§ **WHAT YOU ARE ASKED TO DO**
Reproduce word for word every line from the one containing "TARGET = metal wall plaque" down to the end of the records, including that first line.

(Stored entries)

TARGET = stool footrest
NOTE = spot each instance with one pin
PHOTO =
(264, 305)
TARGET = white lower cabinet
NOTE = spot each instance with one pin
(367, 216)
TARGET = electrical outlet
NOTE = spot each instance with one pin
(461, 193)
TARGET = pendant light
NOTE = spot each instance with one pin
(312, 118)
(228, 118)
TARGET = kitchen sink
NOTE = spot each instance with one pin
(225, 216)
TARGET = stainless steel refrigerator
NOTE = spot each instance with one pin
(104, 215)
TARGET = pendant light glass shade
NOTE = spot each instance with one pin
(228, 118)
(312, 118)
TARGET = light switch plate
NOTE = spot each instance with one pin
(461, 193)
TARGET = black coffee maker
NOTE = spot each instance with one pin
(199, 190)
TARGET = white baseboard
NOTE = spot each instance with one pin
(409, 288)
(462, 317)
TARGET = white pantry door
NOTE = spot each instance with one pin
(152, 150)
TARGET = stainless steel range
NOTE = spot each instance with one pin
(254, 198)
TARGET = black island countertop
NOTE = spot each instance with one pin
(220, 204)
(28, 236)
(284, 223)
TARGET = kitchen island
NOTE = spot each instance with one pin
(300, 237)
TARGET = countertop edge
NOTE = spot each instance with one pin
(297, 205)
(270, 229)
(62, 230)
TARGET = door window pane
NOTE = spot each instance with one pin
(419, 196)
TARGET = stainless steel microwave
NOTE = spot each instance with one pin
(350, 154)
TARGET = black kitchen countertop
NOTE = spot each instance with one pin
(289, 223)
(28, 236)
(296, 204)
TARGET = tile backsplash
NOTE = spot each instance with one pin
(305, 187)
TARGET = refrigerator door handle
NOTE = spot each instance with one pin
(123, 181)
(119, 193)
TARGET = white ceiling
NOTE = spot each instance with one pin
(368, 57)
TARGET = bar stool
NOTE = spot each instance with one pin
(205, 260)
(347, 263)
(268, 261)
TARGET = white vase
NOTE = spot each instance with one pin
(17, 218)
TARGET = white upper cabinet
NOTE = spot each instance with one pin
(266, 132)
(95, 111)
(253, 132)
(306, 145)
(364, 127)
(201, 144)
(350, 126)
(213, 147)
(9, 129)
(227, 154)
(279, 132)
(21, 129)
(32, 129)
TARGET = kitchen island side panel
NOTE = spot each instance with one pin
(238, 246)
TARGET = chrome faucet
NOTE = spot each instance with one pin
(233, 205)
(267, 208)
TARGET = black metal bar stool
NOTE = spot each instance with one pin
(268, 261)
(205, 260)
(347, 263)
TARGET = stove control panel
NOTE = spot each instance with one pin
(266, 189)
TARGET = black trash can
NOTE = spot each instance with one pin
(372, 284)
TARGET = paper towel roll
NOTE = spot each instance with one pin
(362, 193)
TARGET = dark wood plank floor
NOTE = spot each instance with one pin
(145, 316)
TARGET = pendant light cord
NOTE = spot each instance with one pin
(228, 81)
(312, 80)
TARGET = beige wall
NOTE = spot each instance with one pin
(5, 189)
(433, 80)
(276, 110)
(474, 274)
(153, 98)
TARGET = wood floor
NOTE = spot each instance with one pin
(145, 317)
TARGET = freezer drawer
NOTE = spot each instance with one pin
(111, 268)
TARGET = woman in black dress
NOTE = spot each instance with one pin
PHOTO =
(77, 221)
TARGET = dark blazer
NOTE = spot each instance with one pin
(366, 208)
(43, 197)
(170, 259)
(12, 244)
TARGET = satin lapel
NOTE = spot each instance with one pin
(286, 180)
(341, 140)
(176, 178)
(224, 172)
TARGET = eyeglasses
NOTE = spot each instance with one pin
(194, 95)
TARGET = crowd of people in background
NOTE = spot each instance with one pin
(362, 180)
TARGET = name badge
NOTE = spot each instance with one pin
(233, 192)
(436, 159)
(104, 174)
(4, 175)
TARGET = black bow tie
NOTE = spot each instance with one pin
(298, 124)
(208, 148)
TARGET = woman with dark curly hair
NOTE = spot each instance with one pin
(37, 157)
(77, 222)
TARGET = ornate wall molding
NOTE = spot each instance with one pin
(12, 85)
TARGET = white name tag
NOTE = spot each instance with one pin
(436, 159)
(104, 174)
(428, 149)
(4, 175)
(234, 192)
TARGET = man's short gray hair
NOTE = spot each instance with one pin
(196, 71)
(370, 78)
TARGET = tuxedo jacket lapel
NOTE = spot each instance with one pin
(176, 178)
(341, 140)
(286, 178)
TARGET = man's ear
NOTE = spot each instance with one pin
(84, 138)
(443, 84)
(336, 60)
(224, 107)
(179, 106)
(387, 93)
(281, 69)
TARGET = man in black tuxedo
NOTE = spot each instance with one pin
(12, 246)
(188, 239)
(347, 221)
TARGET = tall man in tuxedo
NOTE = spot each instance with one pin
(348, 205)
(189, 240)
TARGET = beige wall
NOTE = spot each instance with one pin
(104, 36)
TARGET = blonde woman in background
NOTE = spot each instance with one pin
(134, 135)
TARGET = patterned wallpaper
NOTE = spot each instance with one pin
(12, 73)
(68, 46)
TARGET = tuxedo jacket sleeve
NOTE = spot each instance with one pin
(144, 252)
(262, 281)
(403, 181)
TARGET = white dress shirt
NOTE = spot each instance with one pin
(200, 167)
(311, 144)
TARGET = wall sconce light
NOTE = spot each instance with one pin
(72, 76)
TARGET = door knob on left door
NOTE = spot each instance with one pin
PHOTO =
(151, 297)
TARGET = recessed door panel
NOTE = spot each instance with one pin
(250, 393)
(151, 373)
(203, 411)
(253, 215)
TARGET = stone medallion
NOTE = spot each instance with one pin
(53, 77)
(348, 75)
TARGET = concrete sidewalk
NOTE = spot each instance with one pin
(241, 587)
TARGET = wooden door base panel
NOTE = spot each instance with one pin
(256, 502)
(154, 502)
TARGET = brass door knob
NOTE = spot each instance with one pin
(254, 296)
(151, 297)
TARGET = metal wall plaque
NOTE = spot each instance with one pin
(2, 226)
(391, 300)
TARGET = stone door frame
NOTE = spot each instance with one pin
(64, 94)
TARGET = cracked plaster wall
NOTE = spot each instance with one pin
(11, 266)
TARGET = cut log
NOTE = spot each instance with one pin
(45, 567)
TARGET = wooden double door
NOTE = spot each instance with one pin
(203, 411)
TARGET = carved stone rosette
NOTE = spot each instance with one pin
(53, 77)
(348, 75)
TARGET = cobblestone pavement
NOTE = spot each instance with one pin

§ **WRITTEN SOLUTION**
TARGET = metal wall plaque
NOTE = spot each instance with one pin
(2, 226)
(391, 300)
TARGET = stone door frame
NOTE = spot each instance with one pin
(64, 94)
TARGET = cracked plaster wall
NOTE = spot each instance with one pin
(11, 266)
TARGET = cut log
NOTE = spot each instance with one pin
(45, 567)
TARGET = wooden double door
NOTE = spot each instance with one pin
(203, 411)
TARGET = carved stone rosette
NOTE = spot each instance with one pin
(53, 77)
(348, 75)
TARGET = cobblestone pavement
NOTE = spot each instance with one pin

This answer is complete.